EXERCISE AIM: Nothing may be left out of the listing below but its images; repeat the rest exactly.

DATA SHOWN:
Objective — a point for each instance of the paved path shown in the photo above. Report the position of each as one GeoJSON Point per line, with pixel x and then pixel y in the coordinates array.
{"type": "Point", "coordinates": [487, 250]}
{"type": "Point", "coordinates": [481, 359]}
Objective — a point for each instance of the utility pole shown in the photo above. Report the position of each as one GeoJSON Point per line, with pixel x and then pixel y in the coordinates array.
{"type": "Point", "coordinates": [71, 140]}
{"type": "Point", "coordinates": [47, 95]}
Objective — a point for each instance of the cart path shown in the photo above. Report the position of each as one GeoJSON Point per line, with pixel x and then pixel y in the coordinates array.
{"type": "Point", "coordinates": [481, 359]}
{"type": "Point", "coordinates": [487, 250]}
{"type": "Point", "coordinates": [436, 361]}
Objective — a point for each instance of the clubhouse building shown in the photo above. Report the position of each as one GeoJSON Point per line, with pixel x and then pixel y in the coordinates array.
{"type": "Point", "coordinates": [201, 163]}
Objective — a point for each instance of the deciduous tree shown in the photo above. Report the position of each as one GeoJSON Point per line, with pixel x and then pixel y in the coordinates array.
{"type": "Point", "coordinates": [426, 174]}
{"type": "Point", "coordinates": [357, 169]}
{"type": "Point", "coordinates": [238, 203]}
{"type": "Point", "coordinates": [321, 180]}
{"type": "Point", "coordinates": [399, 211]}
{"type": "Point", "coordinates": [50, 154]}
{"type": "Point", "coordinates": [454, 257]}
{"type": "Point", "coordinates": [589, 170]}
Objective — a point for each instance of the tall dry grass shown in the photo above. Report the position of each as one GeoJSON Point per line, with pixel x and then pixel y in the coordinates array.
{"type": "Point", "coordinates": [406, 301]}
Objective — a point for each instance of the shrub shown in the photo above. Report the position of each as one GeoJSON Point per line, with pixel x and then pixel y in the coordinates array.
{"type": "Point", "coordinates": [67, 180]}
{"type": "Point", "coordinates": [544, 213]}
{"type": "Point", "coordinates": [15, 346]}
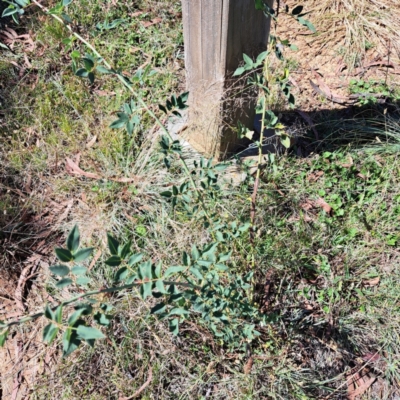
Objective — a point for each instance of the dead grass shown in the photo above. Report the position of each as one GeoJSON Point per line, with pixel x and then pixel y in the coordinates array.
{"type": "Point", "coordinates": [334, 318]}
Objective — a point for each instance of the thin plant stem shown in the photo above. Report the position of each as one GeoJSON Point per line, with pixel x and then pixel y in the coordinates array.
{"type": "Point", "coordinates": [33, 317]}
{"type": "Point", "coordinates": [138, 98]}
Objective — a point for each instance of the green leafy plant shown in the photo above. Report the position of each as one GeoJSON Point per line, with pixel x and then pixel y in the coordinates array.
{"type": "Point", "coordinates": [204, 285]}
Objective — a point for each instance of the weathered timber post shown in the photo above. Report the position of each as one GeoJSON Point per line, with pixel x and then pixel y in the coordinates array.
{"type": "Point", "coordinates": [216, 34]}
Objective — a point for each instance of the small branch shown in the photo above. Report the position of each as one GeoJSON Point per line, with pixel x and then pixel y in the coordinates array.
{"type": "Point", "coordinates": [33, 317]}
{"type": "Point", "coordinates": [257, 181]}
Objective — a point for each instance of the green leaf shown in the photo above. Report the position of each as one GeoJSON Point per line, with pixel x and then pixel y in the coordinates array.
{"type": "Point", "coordinates": [58, 314]}
{"type": "Point", "coordinates": [134, 259]}
{"type": "Point", "coordinates": [3, 338]}
{"type": "Point", "coordinates": [75, 316]}
{"type": "Point", "coordinates": [63, 255]}
{"type": "Point", "coordinates": [49, 333]}
{"type": "Point", "coordinates": [174, 270]}
{"type": "Point", "coordinates": [178, 311]}
{"type": "Point", "coordinates": [117, 124]}
{"type": "Point", "coordinates": [261, 57]}
{"type": "Point", "coordinates": [157, 270]}
{"type": "Point", "coordinates": [186, 259]}
{"type": "Point", "coordinates": [248, 60]}
{"type": "Point", "coordinates": [285, 140]}
{"type": "Point", "coordinates": [83, 280]}
{"type": "Point", "coordinates": [64, 283]}
{"type": "Point", "coordinates": [82, 73]}
{"type": "Point", "coordinates": [10, 10]}
{"type": "Point", "coordinates": [307, 24]}
{"type": "Point", "coordinates": [59, 270]}
{"type": "Point", "coordinates": [131, 278]}
{"type": "Point", "coordinates": [104, 70]}
{"type": "Point", "coordinates": [225, 257]}
{"type": "Point", "coordinates": [125, 250]}
{"type": "Point", "coordinates": [91, 77]}
{"type": "Point", "coordinates": [174, 326]}
{"type": "Point", "coordinates": [113, 244]}
{"type": "Point", "coordinates": [102, 319]}
{"type": "Point", "coordinates": [239, 71]}
{"type": "Point", "coordinates": [196, 272]}
{"type": "Point", "coordinates": [89, 64]}
{"type": "Point", "coordinates": [78, 271]}
{"type": "Point", "coordinates": [48, 313]}
{"type": "Point", "coordinates": [160, 286]}
{"type": "Point", "coordinates": [70, 341]}
{"type": "Point", "coordinates": [83, 254]}
{"type": "Point", "coordinates": [195, 253]}
{"type": "Point", "coordinates": [114, 261]}
{"type": "Point", "coordinates": [88, 333]}
{"type": "Point", "coordinates": [73, 239]}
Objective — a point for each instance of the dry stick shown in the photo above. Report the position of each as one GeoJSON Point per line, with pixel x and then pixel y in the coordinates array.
{"type": "Point", "coordinates": [140, 390]}
{"type": "Point", "coordinates": [138, 98]}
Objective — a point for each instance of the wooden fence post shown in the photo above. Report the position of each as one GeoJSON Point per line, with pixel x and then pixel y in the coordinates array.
{"type": "Point", "coordinates": [216, 34]}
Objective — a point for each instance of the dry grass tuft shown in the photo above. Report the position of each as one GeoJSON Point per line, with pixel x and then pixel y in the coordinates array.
{"type": "Point", "coordinates": [359, 25]}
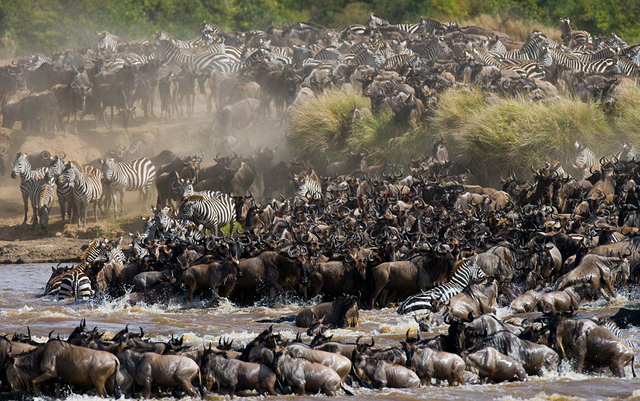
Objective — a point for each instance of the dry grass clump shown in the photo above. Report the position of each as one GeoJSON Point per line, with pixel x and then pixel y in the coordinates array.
{"type": "Point", "coordinates": [627, 114]}
{"type": "Point", "coordinates": [320, 127]}
{"type": "Point", "coordinates": [516, 28]}
{"type": "Point", "coordinates": [516, 133]}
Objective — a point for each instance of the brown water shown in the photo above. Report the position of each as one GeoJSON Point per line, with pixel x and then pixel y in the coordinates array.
{"type": "Point", "coordinates": [20, 307]}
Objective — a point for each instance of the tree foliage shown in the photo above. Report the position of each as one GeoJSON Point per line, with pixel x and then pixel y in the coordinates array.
{"type": "Point", "coordinates": [48, 25]}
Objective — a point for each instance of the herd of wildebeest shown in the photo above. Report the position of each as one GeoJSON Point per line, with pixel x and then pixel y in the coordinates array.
{"type": "Point", "coordinates": [360, 235]}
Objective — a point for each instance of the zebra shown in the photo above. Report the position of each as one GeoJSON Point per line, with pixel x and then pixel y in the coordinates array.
{"type": "Point", "coordinates": [436, 49]}
{"type": "Point", "coordinates": [553, 58]}
{"type": "Point", "coordinates": [134, 175]}
{"type": "Point", "coordinates": [613, 328]}
{"type": "Point", "coordinates": [309, 188]}
{"type": "Point", "coordinates": [531, 49]}
{"type": "Point", "coordinates": [86, 186]}
{"type": "Point", "coordinates": [376, 22]}
{"type": "Point", "coordinates": [211, 213]}
{"type": "Point", "coordinates": [467, 273]}
{"type": "Point", "coordinates": [29, 179]}
{"type": "Point", "coordinates": [75, 285]}
{"type": "Point", "coordinates": [64, 191]}
{"type": "Point", "coordinates": [108, 42]}
{"type": "Point", "coordinates": [42, 199]}
{"type": "Point", "coordinates": [188, 190]}
{"type": "Point", "coordinates": [570, 36]}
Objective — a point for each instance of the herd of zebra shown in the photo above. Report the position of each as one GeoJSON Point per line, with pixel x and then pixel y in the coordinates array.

RESULT OF THE EXERCISE:
Objective — a point for each instance of the paved path shown in the photo above. Report the position of each as one GeoJSON Point per line, with pixel x and then pixel y in the coordinates array.
{"type": "Point", "coordinates": [487, 250]}
{"type": "Point", "coordinates": [481, 359]}
Objective — a point for each instance of the utility pole shown in the photo above. Report the position of each as one GeoJSON Point per line, with pixel x and then pixel y in the coordinates array.
{"type": "Point", "coordinates": [71, 140]}
{"type": "Point", "coordinates": [47, 95]}
Objective — a point for each instance of the cart path shown in the photo above. Report the position of each as one GeoJSON Point per line, with pixel x and then pixel y in the coordinates array.
{"type": "Point", "coordinates": [481, 359]}
{"type": "Point", "coordinates": [487, 250]}
{"type": "Point", "coordinates": [436, 361]}
Objective — a point for each instance of the clubhouse building shown in the photo above. Report the position of each as one GeoJSON Point per line, with pixel x and then pixel y in the coordinates array.
{"type": "Point", "coordinates": [201, 163]}
Objective — a point for each instance of the deciduous tree shown in the photo above. Report the position of each as one GeoJSON Point per line, with pixel x and then pixel y in the coordinates array.
{"type": "Point", "coordinates": [426, 174]}
{"type": "Point", "coordinates": [357, 169]}
{"type": "Point", "coordinates": [238, 203]}
{"type": "Point", "coordinates": [321, 180]}
{"type": "Point", "coordinates": [399, 211]}
{"type": "Point", "coordinates": [50, 154]}
{"type": "Point", "coordinates": [454, 257]}
{"type": "Point", "coordinates": [589, 170]}
Objective — a point for each instance of the tall dry grass shown in the photo above. Report the position of each as one GeoJSON Point per line, with pixel x and then pixel y in the coordinates array.
{"type": "Point", "coordinates": [406, 301]}
Objective — a point for each instance of the shrub shown in the photo above. Report the position of each as one GeoJSON Point per line, with pixel x and then pixel y in the coordinates array.
{"type": "Point", "coordinates": [67, 180]}
{"type": "Point", "coordinates": [544, 213]}
{"type": "Point", "coordinates": [15, 346]}
Objective — a point for each instance of the dead grass shown in the photo above. Report the position of each as one GeoJSON Point per line, with pixel x and then pixel y in the coordinates array.
{"type": "Point", "coordinates": [334, 318]}
Objective — a point for each instance of the thin plant stem shown in the photo above. Report the position of each as one GeoJSON Point per line, with pixel x and then pixel y in the coordinates array.
{"type": "Point", "coordinates": [33, 317]}
{"type": "Point", "coordinates": [138, 98]}
Objective — a point for each instance of the green leafy plant shown in the photo above. Report the position of each as one GeoJSON Point per line, with pixel x and then pixel y in the coordinates array.
{"type": "Point", "coordinates": [204, 285]}
Objective — a point for each instance of the weathered timber post shown in the photo above. Report the position of each as one GeoJSON Point per line, with pixel x and then pixel y in the coordinates array.
{"type": "Point", "coordinates": [216, 34]}
Objective — a point for each instance of the small branch shown in the photo above. Report the position of each as one GeoJSON Point per line, with pixel x and then pixel y in the coordinates array.
{"type": "Point", "coordinates": [33, 317]}
{"type": "Point", "coordinates": [257, 181]}
Objective — a point for each instance of the green leaf shown in the photo above. Report the position of each as one GeoJSON Point per line, with pixel x and then pixel y in the coordinates array.
{"type": "Point", "coordinates": [58, 314]}
{"type": "Point", "coordinates": [134, 259]}
{"type": "Point", "coordinates": [3, 338]}
{"type": "Point", "coordinates": [75, 316]}
{"type": "Point", "coordinates": [63, 255]}
{"type": "Point", "coordinates": [49, 333]}
{"type": "Point", "coordinates": [174, 270]}
{"type": "Point", "coordinates": [178, 311]}
{"type": "Point", "coordinates": [117, 124]}
{"type": "Point", "coordinates": [261, 57]}
{"type": "Point", "coordinates": [157, 270]}
{"type": "Point", "coordinates": [186, 259]}
{"type": "Point", "coordinates": [248, 60]}
{"type": "Point", "coordinates": [285, 140]}
{"type": "Point", "coordinates": [83, 280]}
{"type": "Point", "coordinates": [64, 283]}
{"type": "Point", "coordinates": [82, 73]}
{"type": "Point", "coordinates": [10, 10]}
{"type": "Point", "coordinates": [307, 24]}
{"type": "Point", "coordinates": [59, 270]}
{"type": "Point", "coordinates": [131, 278]}
{"type": "Point", "coordinates": [104, 70]}
{"type": "Point", "coordinates": [225, 257]}
{"type": "Point", "coordinates": [125, 250]}
{"type": "Point", "coordinates": [91, 77]}
{"type": "Point", "coordinates": [174, 326]}
{"type": "Point", "coordinates": [113, 244]}
{"type": "Point", "coordinates": [102, 319]}
{"type": "Point", "coordinates": [239, 71]}
{"type": "Point", "coordinates": [196, 272]}
{"type": "Point", "coordinates": [89, 64]}
{"type": "Point", "coordinates": [78, 271]}
{"type": "Point", "coordinates": [48, 313]}
{"type": "Point", "coordinates": [160, 286]}
{"type": "Point", "coordinates": [70, 341]}
{"type": "Point", "coordinates": [83, 254]}
{"type": "Point", "coordinates": [195, 253]}
{"type": "Point", "coordinates": [114, 261]}
{"type": "Point", "coordinates": [88, 333]}
{"type": "Point", "coordinates": [73, 239]}
Objective — a point for each instance of the dry stick shown in the photo above. Report the position of each as one GeoJSON Point per line, with pixel x and then pixel y in the coordinates array.
{"type": "Point", "coordinates": [140, 390]}
{"type": "Point", "coordinates": [138, 98]}
Objective — a point for each instance of the wooden fence post shown in the photo above. Report the position of each as one GeoJSON Point per line, with pixel x and then pixel y in the coordinates array.
{"type": "Point", "coordinates": [216, 34]}
Objective — a point for each instance of the dry grass tuft shown in the photo above. Report the position of each as one GeoJSON Point per line, with pixel x and then pixel y in the coordinates array.
{"type": "Point", "coordinates": [359, 25]}
Objective — a point for each instance of the dry grass clump shown in the photo above. Report the position of each as one GeoJSON Point per line, with pixel x and then pixel y in the coordinates array.
{"type": "Point", "coordinates": [627, 114]}
{"type": "Point", "coordinates": [320, 127]}
{"type": "Point", "coordinates": [516, 28]}
{"type": "Point", "coordinates": [516, 133]}
Objective — a point for each instance of the brown water shown in the photo above. Report the position of each as one GeoJSON Point per line, with pixel x and then pixel y in the coordinates array.
{"type": "Point", "coordinates": [20, 307]}
Objective — a point for each instance of the tree foliage shown in the photo above. Report the position of each as one GeoJSON Point per line, with pixel x and then pixel y in the coordinates array.
{"type": "Point", "coordinates": [48, 25]}
Objective — a point for each instance of the herd of wildebeest shown in the photo above. Report the position of each as one GeoJSON Point per line, with pixel x and then pixel y in the coordinates array.
{"type": "Point", "coordinates": [360, 235]}
Objective — a point for each instance of the zebra shown in the photo above. Report the position of each as one GeoJSON Point per line, with pixel x and then pixel y in the coordinates array.
{"type": "Point", "coordinates": [436, 49]}
{"type": "Point", "coordinates": [553, 58]}
{"type": "Point", "coordinates": [134, 175]}
{"type": "Point", "coordinates": [613, 328]}
{"type": "Point", "coordinates": [309, 188]}
{"type": "Point", "coordinates": [531, 49]}
{"type": "Point", "coordinates": [86, 186]}
{"type": "Point", "coordinates": [376, 22]}
{"type": "Point", "coordinates": [211, 213]}
{"type": "Point", "coordinates": [467, 273]}
{"type": "Point", "coordinates": [29, 179]}
{"type": "Point", "coordinates": [75, 285]}
{"type": "Point", "coordinates": [64, 191]}
{"type": "Point", "coordinates": [108, 42]}
{"type": "Point", "coordinates": [42, 199]}
{"type": "Point", "coordinates": [188, 190]}
{"type": "Point", "coordinates": [570, 36]}
Objective — a point for each instance of the herd of zebra shown in the photo above. Report the position of each as one GeoJSON Point per line, with pixel x and then pixel y in the coordinates array.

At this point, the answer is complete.